Prompt:
Show, copied in full, each line of the material below that contains the word "space", where case counts.

Data shown:
——————————
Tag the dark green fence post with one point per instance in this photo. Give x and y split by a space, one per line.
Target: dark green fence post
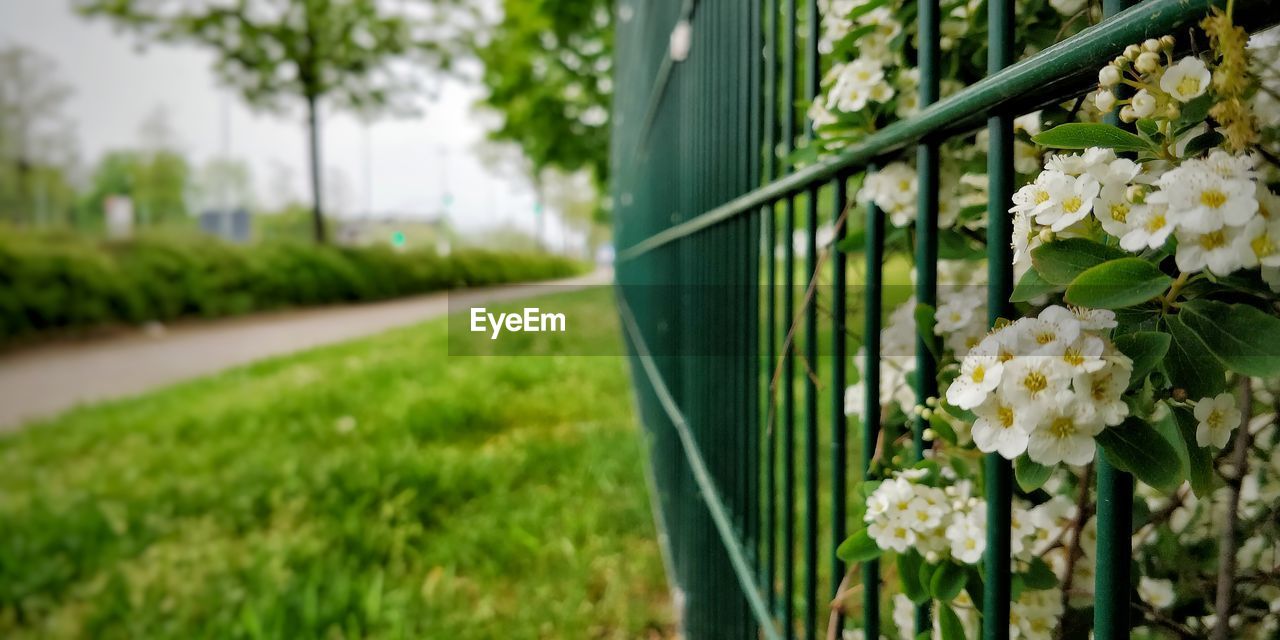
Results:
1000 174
——————————
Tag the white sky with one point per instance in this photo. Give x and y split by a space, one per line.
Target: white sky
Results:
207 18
——————————
Exercise result:
Tag the dark green fence post with one point per instance in this photo. Give x and y split by a space, one per line.
Tag the white sky with one point per instance in this photo. Give x and y split by a space, one per line.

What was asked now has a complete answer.